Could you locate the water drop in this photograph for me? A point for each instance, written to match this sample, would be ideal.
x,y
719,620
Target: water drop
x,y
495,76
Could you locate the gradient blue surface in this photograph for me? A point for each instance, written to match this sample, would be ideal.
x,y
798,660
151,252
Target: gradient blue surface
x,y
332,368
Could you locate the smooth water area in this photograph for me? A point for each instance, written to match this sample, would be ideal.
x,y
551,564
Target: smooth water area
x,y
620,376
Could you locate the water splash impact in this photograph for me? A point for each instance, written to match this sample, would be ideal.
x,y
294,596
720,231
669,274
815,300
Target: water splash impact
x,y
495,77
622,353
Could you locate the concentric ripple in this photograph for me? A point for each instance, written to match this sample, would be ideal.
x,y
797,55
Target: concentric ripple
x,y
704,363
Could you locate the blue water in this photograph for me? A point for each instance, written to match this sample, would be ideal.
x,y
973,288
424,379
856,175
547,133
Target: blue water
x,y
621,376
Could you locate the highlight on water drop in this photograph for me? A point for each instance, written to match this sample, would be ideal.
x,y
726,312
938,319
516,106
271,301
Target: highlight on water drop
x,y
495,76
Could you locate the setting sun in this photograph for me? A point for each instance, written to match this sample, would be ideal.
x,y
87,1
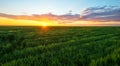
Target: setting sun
x,y
44,24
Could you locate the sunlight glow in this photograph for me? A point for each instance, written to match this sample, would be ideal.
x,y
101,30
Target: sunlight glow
x,y
44,24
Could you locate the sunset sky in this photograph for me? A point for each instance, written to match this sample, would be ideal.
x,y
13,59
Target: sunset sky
x,y
60,12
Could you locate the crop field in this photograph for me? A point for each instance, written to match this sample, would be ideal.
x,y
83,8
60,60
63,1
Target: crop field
x,y
59,46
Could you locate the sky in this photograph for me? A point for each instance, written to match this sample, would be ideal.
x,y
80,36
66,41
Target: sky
x,y
60,12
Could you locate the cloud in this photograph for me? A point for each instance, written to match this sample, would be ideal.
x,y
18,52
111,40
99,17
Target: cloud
x,y
102,14
95,14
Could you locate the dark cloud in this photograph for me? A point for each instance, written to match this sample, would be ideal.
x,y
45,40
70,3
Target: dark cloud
x,y
111,13
99,14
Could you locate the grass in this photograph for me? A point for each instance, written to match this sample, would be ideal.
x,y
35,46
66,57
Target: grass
x,y
59,46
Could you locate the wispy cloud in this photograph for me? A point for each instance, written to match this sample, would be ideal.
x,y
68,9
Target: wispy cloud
x,y
102,14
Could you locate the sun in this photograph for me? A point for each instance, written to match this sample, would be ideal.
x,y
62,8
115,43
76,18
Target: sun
x,y
44,24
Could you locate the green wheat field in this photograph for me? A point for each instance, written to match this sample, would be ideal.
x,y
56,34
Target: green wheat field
x,y
59,46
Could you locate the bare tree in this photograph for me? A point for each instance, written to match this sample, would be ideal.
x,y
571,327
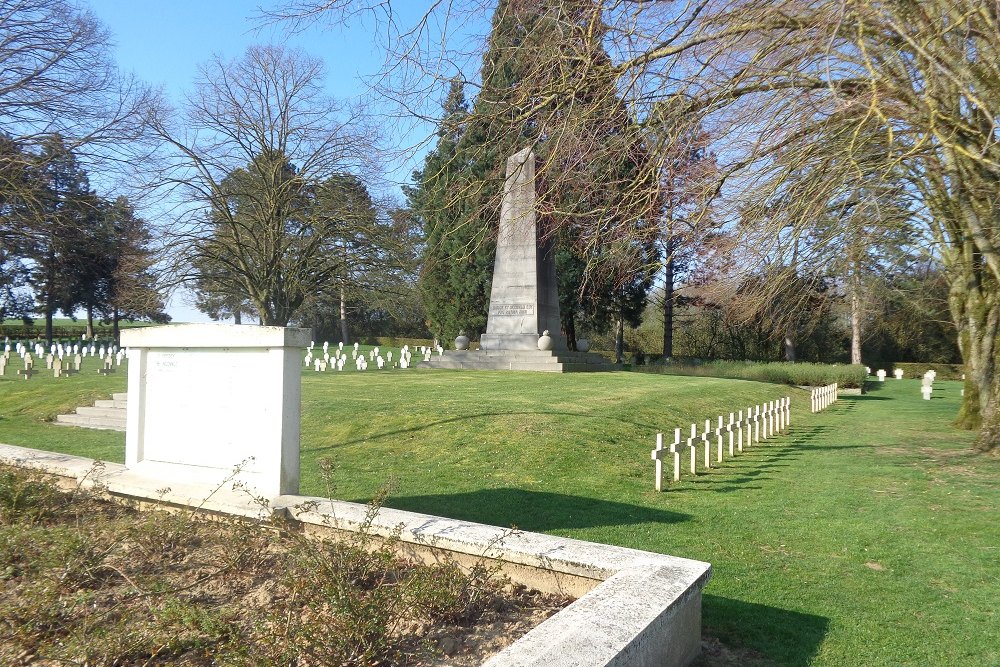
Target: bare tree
x,y
260,141
795,87
57,77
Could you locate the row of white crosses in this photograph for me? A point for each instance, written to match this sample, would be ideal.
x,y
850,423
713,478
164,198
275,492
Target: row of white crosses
x,y
927,384
881,374
759,423
361,361
821,398
60,357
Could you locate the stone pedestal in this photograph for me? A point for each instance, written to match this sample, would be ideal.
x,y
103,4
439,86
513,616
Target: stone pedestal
x,y
205,399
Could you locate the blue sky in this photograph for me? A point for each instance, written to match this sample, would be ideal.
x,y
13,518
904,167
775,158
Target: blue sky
x,y
163,43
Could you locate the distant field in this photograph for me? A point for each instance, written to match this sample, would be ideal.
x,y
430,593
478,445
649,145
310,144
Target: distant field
x,y
867,537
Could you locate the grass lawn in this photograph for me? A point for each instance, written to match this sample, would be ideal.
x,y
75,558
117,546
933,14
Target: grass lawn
x,y
867,537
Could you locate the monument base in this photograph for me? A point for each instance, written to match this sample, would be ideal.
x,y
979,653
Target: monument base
x,y
549,361
497,343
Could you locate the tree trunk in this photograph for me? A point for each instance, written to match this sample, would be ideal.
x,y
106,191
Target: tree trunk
x,y
344,337
976,313
789,343
668,303
855,322
620,341
50,281
570,326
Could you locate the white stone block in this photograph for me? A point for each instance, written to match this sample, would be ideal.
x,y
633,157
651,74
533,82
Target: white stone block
x,y
205,399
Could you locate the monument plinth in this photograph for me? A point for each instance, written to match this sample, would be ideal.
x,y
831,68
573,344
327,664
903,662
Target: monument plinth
x,y
524,299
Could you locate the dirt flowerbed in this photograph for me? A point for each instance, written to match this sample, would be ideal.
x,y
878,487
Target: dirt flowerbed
x,y
89,581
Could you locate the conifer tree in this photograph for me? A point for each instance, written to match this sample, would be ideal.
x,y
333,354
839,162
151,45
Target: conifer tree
x,y
586,142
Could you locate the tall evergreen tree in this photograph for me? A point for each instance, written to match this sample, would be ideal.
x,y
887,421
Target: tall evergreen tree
x,y
588,149
60,213
457,257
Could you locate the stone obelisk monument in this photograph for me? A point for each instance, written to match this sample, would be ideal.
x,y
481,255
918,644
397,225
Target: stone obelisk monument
x,y
524,301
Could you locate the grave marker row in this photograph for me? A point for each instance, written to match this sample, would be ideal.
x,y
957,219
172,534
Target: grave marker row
x,y
759,423
821,398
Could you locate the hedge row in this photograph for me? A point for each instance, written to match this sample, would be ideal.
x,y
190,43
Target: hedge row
x,y
798,374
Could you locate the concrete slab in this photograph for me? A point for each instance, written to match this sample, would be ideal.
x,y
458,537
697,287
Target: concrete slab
x,y
636,608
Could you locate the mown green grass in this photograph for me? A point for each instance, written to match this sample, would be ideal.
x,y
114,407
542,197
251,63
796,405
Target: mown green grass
x,y
866,537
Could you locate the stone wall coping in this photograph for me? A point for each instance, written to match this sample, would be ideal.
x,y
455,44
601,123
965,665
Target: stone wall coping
x,y
638,614
214,336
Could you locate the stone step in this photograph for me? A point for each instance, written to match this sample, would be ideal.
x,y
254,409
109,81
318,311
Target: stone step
x,y
110,403
111,413
104,423
105,414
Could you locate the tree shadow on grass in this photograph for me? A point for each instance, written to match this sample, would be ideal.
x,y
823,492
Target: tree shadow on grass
x,y
775,635
535,511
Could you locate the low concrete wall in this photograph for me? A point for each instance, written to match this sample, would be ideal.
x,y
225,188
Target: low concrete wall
x,y
635,608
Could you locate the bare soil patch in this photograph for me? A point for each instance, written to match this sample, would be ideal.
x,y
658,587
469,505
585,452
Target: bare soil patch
x,y
88,581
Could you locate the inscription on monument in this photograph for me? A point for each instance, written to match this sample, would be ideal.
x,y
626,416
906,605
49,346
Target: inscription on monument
x,y
512,309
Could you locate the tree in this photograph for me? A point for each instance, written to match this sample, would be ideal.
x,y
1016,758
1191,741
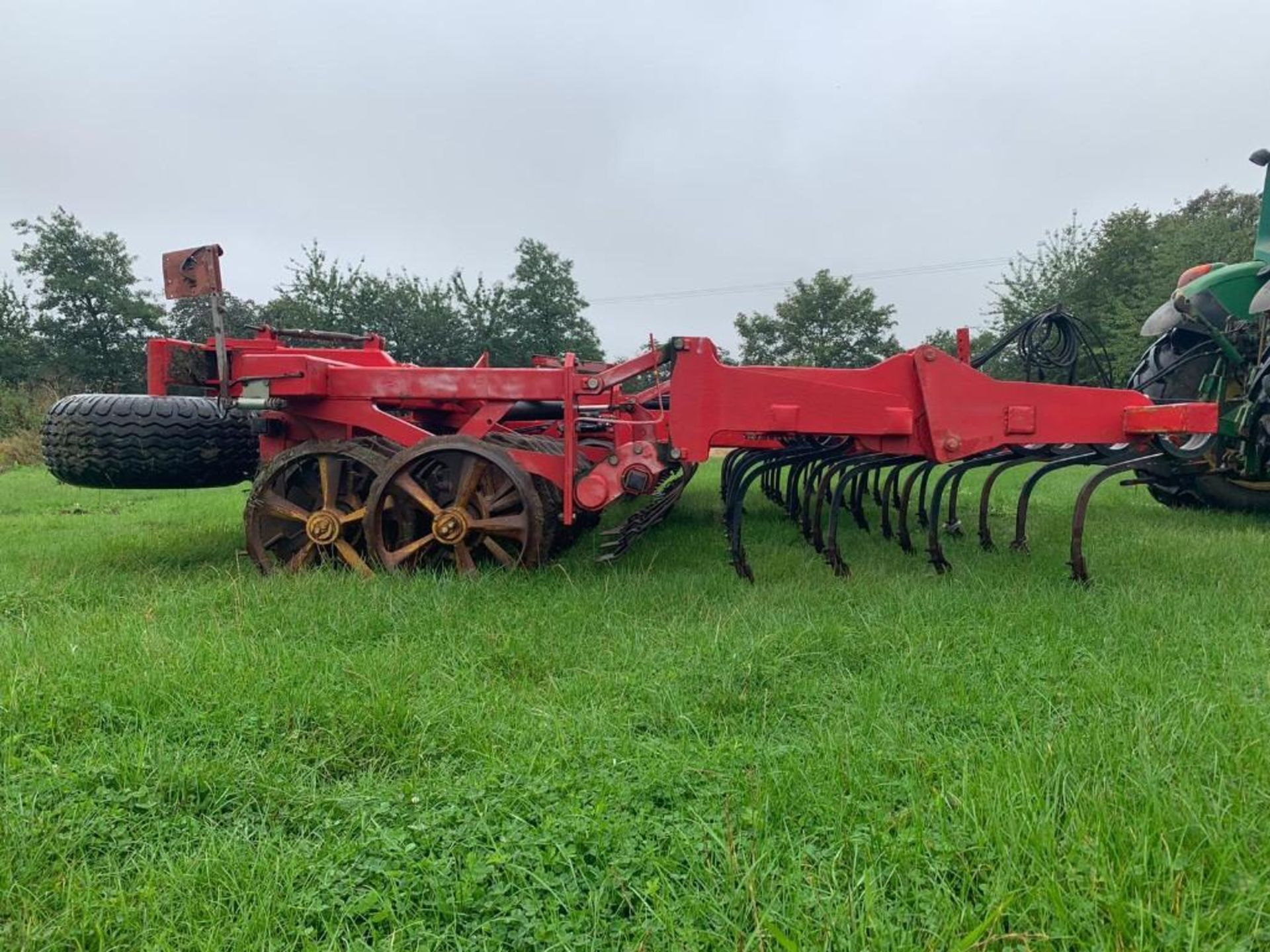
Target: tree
x,y
89,311
822,323
544,309
190,317
1117,272
538,311
19,348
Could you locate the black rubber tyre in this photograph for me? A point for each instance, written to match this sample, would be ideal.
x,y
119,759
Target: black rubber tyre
x,y
1152,377
122,441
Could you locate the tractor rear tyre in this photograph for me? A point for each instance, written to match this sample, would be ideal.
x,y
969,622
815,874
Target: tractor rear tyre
x,y
1173,368
126,441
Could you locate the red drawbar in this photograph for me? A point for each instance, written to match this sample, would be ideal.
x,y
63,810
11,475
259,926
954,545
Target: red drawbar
x,y
620,436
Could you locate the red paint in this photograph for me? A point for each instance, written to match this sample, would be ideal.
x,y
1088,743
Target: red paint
x,y
921,403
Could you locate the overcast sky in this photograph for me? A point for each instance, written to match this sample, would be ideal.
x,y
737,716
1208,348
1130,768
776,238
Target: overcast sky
x,y
662,146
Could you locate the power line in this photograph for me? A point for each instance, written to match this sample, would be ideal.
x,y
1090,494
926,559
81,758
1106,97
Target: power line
x,y
913,270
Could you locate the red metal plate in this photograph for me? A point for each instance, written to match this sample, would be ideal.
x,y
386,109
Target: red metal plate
x,y
192,272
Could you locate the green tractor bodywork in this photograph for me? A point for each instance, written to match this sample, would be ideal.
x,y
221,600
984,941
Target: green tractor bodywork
x,y
1212,344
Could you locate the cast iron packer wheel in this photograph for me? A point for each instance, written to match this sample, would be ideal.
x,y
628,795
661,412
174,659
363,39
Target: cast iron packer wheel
x,y
1194,357
308,504
454,500
125,441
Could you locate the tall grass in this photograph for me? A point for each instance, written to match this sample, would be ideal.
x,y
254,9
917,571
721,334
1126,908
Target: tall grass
x,y
647,756
22,412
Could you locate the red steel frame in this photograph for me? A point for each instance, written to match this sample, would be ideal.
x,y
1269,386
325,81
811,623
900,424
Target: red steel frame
x,y
920,403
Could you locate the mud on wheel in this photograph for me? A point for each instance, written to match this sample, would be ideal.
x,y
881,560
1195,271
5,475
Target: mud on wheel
x,y
308,504
454,502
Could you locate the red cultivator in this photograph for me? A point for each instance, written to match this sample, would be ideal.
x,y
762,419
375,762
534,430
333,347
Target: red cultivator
x,y
367,461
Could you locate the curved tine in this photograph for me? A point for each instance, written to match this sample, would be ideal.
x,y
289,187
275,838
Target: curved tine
x,y
794,491
906,539
859,491
890,491
933,527
951,480
728,462
825,493
922,516
752,459
810,485
812,494
1020,541
778,457
1080,571
738,487
730,467
857,499
835,499
765,484
986,495
952,524
832,554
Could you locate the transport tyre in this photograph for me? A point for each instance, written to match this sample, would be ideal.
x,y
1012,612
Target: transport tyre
x,y
126,441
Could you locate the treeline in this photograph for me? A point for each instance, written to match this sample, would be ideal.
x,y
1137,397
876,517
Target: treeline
x,y
1114,273
78,314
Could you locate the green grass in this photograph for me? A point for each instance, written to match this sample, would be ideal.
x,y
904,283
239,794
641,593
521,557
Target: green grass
x,y
650,756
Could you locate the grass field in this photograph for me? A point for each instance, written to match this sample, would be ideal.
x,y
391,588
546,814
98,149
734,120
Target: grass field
x,y
651,756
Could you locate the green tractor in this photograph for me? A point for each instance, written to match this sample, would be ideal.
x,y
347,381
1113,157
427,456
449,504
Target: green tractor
x,y
1213,343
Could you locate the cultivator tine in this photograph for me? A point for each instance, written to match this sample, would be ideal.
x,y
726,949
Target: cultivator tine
x,y
1020,541
906,539
825,494
890,494
922,516
1080,571
738,485
843,470
986,498
810,488
857,485
952,522
849,480
619,539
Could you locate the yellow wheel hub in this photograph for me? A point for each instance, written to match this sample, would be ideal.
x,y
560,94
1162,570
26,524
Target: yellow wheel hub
x,y
450,526
323,527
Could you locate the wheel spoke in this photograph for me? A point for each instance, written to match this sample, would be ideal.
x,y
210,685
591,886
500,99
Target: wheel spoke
x,y
282,507
506,498
498,551
398,556
407,484
464,557
349,555
302,557
329,471
474,469
508,526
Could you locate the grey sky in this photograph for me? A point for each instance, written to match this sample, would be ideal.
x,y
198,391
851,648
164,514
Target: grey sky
x,y
662,145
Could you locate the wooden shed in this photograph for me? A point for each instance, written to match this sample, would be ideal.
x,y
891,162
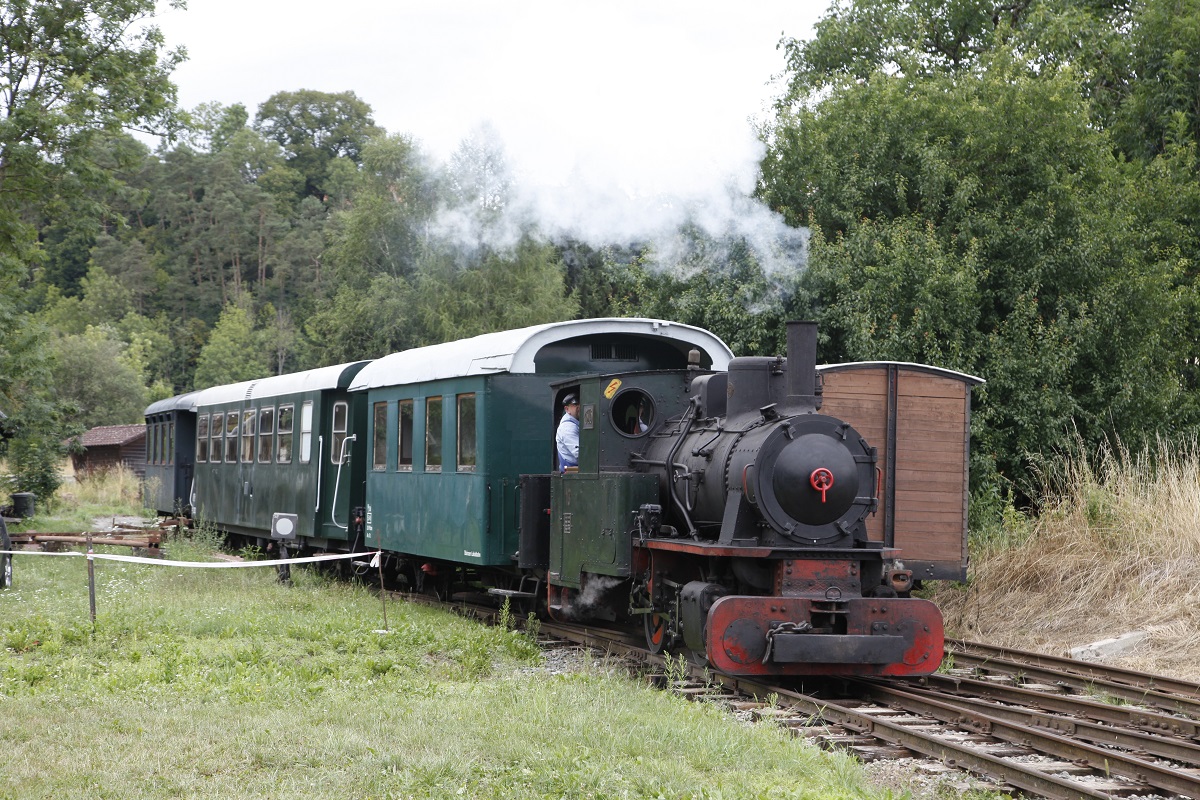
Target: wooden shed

+++

### Given exercise
Copy exactly, please, the lines that run from the line holding "Could you locate the cultivator" through the closing line of the material above, omitting every picture.

### Task solution
Could you locate the cultivator tine in this photograph for me? A point for each instance, written to match this sample, would be ideal.
x,y
726,949
Target: cultivator tine
x,y
1020,541
906,539
825,494
890,494
922,516
1080,571
738,485
843,470
986,498
810,488
857,485
952,522
849,480
619,539
Could you locate the yellow wheel hub in this photograph for me? A point for each instance, written to match this sample, would be ideal.
x,y
560,94
1162,570
26,524
Target: yellow wheel hub
x,y
450,526
323,527
Could you locate the wheel spoke in this photograph for me? A point for each instance, written to match this sample, would be ideal.
x,y
210,685
591,886
500,99
Target: wheel spoke
x,y
282,507
506,498
498,551
398,556
407,484
464,557
349,555
302,557
329,471
474,469
508,526
Could you locate the grey sky in this photograph for me? A point for each instance, written to match this sample, would be ideal.
x,y
198,391
851,648
164,514
Target: grey sky
x,y
662,145
Could you locate the wooden shed in this photograph for me? A point for each instance, written to match this sample, would be ideal.
x,y
891,162
Target: wooden shed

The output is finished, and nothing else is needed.